::: RECORDS PROVIDED

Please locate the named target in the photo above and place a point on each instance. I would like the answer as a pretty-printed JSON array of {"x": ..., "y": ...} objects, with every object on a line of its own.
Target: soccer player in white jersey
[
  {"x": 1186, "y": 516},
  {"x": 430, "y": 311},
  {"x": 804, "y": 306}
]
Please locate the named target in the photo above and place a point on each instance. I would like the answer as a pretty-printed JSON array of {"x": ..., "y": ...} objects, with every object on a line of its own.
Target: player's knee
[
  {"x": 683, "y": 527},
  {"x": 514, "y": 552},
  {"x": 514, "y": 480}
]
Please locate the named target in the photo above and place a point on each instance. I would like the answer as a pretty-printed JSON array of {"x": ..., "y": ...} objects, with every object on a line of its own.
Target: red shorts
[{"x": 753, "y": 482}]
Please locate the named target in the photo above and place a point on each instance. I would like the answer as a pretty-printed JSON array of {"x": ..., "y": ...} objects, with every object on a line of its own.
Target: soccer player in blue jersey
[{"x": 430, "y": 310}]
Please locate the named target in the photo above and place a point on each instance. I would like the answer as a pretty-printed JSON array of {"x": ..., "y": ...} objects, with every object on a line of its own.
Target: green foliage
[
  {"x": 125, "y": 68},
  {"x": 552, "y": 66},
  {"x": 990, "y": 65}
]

::::::
::: RECORDS PROVIDED

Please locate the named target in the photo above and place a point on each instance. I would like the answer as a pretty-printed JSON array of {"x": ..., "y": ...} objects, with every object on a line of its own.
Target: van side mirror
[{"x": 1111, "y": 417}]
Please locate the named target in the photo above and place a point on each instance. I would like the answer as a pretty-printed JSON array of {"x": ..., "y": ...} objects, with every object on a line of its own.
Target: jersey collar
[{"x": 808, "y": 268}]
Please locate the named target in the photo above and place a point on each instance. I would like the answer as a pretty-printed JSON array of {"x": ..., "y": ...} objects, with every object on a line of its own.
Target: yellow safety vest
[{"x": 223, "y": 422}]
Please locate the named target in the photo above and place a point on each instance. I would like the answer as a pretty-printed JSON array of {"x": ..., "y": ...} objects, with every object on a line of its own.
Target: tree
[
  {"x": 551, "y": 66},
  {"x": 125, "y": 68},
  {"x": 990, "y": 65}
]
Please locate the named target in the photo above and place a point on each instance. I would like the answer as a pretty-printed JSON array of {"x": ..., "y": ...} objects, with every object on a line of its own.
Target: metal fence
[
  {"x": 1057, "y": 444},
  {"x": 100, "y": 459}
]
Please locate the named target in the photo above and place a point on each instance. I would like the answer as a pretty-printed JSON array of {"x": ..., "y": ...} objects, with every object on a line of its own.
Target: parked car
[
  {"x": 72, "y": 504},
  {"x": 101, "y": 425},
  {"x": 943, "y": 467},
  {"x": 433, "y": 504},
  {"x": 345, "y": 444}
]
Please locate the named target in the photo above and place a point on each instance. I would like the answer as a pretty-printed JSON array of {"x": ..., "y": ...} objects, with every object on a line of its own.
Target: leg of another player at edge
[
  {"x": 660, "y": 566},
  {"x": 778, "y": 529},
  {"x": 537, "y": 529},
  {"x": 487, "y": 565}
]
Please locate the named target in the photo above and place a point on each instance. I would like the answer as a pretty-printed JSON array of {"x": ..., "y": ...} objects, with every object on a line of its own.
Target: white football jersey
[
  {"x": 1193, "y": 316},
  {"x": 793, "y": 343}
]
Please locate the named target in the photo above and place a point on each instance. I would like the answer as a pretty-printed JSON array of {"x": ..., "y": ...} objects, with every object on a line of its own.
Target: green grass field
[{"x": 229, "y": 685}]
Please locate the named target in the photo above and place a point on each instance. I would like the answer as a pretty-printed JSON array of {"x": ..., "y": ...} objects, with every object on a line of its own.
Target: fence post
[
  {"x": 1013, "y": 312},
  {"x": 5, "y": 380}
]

::::::
::: RECORDS PROVIDED

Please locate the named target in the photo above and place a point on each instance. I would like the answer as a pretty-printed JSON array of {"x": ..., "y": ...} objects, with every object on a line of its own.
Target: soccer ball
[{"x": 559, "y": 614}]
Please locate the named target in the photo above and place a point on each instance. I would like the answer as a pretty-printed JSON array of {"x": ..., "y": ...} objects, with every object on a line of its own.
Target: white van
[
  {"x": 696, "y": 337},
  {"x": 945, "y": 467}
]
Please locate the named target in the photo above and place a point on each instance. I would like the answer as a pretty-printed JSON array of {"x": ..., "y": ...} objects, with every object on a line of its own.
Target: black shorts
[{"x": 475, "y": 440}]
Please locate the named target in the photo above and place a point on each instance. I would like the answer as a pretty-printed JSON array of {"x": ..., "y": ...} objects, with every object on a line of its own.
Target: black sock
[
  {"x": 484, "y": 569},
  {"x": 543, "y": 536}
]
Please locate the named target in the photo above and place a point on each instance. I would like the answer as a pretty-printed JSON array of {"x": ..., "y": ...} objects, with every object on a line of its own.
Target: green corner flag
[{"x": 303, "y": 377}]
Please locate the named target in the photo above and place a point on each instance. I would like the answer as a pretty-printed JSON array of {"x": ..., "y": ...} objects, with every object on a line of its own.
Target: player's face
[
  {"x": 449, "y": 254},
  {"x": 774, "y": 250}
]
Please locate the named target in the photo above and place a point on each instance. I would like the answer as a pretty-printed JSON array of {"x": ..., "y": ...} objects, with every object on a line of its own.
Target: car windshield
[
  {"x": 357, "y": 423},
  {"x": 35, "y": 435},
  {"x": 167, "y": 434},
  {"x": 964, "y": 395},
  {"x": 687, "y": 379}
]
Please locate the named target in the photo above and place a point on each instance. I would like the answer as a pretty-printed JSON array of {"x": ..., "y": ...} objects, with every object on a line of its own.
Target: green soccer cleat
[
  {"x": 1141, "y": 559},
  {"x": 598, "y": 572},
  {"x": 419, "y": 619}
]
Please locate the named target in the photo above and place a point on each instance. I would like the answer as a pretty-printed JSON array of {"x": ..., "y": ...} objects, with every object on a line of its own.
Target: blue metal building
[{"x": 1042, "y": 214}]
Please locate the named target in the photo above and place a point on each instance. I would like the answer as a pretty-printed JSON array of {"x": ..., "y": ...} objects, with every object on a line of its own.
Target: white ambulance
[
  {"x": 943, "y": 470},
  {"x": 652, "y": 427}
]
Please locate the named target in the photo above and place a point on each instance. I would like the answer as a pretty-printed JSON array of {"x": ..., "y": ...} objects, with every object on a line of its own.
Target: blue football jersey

::::::

WHAT IS EXPECTED
Every line above from the line with "Target: blue metal building" to the line with "Target: blue football jersey" is wanted, ends included; write them out exactly and add no other line.

SOLUTION TO THIS EXERCISE
Target: blue metal building
[{"x": 1042, "y": 214}]
Please locate the named target in the photo above and place a point on each instance. I would like the answer as a pretty-printed JSON array of {"x": ..., "y": ...} objects, with every object on a line of its own.
Target: white ambulance
[
  {"x": 943, "y": 470},
  {"x": 652, "y": 427}
]
Please locate the named target in the photo above and place a point on each instance. I would like the answer as a pretty-printed JSON array of {"x": ..., "y": ...} objects, with every object on a line of its own.
Target: blue football jersey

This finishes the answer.